Goal of the exercise: In the pricing term sheet, what is the re-offer yield of the notes?

Passage:
- - -

Free Writing Prospectus

Issuer Free Writing Prospectus

Filed Pursuant to Rule 433

Registration Statement No. 333-164446

June 14, 2011

The Hanover Insurance Group, Inc.

Pricing Term Sheet

$300,000,000 6.375% Notes due 2021

 

Issuer:    The Hanover Insurance Group, Inc. (the “Issuer”)
Ratings*:    Baa3 (Moody’s) / BBB- (S&P) / BBB- (Fitch)
Principal Amount:    $300,000,000
Security Type:    Senior Notes
Issue Price:    99.331% of principal amount
Trade Date:    June 14, 2011
Settlement Date:    June 17, 2011 (T +3)
Maturity Date:    June 15, 2021
Coupon:    6.375%
Benchmark Treasury:    3.125% due May 15, 2021
Spread to Benchmark:    337.5 basis points
Benchmark Treasury Price and Yield:    100-09; 3.092%
Re-offer Yield:    6.467%
Interest Payment Dates:    Semi-annually on June 15 and December 15, commencing on December 15, 2011
Redemption Provisions:   
        Make-whole call:    The greater of 100% of principal amount or discounted present value at Treasury rate plus 50 basis points
        Special Mandatory Redemption:    If (i) the closing of the acquisition of Chaucer Holdings PLC has not occurred prior to 5:00 p.m. (New York City time) on October 31, 2011, and (ii) the Escrow Agent has released to the Issuer the cash and securities held in escrow pursuant to the Escrow Agreement, then the Issuer will redeem all the notes on the Special Mandatory Redemption Date at the Special Mandatory Redemption Price.
   “Escrow Agreement” means, the Escrow Agreement, dated as of April 18, 2011 among the Issuer, Goldman Sachs International and the Bank of New York Mellon (the “Escrow Agent”).
   “Special Mandatory Redemption Date” means, the date that is 15 days after the later of (i) October 31, 2011 and (ii) the release to the Issuer of the cash and securities held in escrow pursuant to the Escrow Agreement.

- - -

Given entries:
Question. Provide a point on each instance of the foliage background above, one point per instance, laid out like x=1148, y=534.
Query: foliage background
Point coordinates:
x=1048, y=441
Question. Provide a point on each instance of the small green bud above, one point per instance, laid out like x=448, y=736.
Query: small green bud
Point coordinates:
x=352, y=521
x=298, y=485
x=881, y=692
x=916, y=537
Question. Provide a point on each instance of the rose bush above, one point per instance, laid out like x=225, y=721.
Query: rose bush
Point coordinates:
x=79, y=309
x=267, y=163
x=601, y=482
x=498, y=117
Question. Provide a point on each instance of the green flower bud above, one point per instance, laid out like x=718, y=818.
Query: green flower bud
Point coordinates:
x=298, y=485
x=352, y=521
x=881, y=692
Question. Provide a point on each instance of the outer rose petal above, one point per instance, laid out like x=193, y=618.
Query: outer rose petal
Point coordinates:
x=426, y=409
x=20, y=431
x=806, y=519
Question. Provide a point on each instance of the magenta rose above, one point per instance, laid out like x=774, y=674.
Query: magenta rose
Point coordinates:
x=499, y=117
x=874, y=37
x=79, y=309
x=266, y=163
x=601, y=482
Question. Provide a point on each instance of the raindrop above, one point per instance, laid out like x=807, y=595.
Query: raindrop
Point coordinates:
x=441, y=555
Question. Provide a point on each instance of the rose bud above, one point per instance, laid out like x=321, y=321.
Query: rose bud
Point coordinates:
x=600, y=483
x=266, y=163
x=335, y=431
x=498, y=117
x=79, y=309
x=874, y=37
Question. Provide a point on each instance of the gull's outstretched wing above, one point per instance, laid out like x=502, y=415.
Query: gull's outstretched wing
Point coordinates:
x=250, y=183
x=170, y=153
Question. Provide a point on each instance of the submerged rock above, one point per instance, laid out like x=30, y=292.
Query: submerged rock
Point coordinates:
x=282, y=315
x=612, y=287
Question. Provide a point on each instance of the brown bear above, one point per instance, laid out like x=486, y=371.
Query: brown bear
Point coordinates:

- - -

Exercise result: 6.467%